> **Teks yang Diberikan**
Presiden Prancis Emmanuel Macron (kiri) dan Perdana Menteri Inggris Keir Starmer (Reuters)
“Tsunami” Pengakuan Palestina.. Mengapa Kita Tidak Boleh Terlalu Optimis? (Bagian Pertama)
Oleh : Arib Al-Rantawi (Penulis dan analis politik Yordania)
Artikel “Tsunami” Pengakuan Palestina, Tidak Boleh Terlalu Optimis? ini masuk dalam kategori Analisa
Karakter negara-negara barat yang “munafik” dalam sejarah, membuat kita tidak boleh terlalu optimis pada apa yang mereka lakukan saat ini, termasuk saat “Tsunami” Pengakuan Palestina terjadi
Para pengamat dan opini publik Arab terbelah antara pihak yang mendukung penuh dengan optimisme terhadap pengakuan internasional berturut-turut terhadap negara Palestina, dengan menganggapnya sebagai langkah pendahuluan yang penting, bahkan lompatan untuk membawa negara itu dari “tinta keputusan” ke realitas di lapangan… dan pihak lain yang lebih berhati-hati, cenderung pesimis, memandang hal ini sebagai langkah yang sangat simbolis, terlalu terlambat, dan tidak akan mengubah kehidupan rakyat Palestina.
Yang lebih penting, pengakuan-pengakuan itu datang sebagai kompensasi atas ketidakmampuan masyarakat internasional menghentikan pembantaian, membatasi penjarahan Israel, serta sebagai bentuk pelepasan tanggung jawab dan pencucian hati nurani, di tengah berlanjutnya adegan pembunuhan, teror, dan kelaparan selama hampir dua tahun.
Mengapa kita tidak boleh terlalu optimis?
Menurut saya, “kebenaran” ada di tengah-tengah kedua pandangan itu, bahkan dalam beberapa hal merupakan hasil gabungan keduanya.

> **Cuplikan Materi**
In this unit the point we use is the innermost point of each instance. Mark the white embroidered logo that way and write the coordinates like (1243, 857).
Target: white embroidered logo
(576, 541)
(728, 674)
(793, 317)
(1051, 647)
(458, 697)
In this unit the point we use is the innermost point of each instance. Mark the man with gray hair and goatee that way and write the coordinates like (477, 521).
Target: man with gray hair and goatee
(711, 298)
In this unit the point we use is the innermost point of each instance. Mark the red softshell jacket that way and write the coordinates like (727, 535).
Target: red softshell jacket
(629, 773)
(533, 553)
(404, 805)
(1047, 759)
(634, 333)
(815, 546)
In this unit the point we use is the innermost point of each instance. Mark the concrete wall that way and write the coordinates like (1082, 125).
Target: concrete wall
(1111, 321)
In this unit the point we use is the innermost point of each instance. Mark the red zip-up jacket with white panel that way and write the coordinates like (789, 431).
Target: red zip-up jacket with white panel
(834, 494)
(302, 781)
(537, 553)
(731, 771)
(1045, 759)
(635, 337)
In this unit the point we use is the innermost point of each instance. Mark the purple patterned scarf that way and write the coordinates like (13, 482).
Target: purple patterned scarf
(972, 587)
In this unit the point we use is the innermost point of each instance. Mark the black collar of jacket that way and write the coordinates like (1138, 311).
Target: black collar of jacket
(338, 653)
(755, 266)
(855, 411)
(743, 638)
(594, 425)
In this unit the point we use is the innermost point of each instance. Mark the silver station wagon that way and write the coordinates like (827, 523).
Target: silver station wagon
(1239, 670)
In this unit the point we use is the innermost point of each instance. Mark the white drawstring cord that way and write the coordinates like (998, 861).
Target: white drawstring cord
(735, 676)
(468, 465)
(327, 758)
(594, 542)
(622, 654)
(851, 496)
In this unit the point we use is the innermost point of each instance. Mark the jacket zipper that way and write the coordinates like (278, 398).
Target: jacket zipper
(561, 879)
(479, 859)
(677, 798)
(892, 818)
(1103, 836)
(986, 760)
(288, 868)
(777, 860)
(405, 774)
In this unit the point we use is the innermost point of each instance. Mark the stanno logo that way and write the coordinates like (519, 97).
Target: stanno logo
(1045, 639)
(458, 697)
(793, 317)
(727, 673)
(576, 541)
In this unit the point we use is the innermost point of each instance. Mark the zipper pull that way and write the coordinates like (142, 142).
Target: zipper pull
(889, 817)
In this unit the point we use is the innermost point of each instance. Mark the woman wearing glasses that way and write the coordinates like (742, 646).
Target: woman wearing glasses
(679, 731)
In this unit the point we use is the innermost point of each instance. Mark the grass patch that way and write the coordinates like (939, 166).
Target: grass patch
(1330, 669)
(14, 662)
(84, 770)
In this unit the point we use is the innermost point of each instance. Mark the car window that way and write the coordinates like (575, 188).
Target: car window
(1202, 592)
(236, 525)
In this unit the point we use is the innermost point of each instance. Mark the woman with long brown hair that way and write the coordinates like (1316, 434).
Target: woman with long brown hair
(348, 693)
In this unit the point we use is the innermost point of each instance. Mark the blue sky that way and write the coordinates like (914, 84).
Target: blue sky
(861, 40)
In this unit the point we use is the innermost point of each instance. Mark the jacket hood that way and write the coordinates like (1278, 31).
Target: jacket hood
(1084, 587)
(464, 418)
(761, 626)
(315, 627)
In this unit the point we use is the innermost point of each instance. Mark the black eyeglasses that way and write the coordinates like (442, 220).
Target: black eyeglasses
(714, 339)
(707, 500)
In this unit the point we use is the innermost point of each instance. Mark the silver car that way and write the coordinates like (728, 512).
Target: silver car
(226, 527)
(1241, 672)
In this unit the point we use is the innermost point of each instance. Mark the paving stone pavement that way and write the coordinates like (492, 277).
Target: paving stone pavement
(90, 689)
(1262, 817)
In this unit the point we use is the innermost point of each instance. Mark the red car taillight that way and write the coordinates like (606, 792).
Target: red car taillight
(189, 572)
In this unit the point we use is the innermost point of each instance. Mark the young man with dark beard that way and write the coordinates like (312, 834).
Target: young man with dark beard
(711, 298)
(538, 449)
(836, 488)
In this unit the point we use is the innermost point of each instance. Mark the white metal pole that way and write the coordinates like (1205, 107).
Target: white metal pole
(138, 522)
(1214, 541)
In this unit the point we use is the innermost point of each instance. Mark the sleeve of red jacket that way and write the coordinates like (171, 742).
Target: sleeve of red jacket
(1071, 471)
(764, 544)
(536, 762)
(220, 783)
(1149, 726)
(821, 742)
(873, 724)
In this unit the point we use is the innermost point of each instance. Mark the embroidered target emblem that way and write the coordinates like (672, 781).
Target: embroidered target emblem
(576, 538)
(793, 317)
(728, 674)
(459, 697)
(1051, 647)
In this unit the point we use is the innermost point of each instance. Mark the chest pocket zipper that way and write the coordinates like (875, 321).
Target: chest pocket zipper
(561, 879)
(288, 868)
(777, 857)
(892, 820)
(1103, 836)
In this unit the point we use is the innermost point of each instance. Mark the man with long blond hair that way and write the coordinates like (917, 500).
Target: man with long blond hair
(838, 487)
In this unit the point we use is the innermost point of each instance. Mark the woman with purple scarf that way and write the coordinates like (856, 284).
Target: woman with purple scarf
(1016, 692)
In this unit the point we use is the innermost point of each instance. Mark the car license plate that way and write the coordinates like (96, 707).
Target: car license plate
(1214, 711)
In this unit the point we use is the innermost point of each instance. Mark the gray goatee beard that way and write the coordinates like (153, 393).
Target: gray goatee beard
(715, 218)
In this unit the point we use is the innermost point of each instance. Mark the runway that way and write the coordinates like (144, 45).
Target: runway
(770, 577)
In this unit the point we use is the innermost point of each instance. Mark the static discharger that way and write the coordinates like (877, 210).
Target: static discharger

> **Yang Diminta**
Kutip dengan tepat dari artikel tentang pengakuan Palestina seluruh bagian mulai dari "Presiden Prancis Emmanuel" ke bawah hingga "Optimis? (Bagian Pertama)".

> **Hasil Latihan**
Presiden Prancis Emmanuel Macron (kiri) dan Perdana Menteri Inggris Keir Starmer (Reuters)
“Tsunami” Pengakuan Palestina.. Mengapa Kita Tidak Boleh Terlalu Optimis? (Bagian Pertama)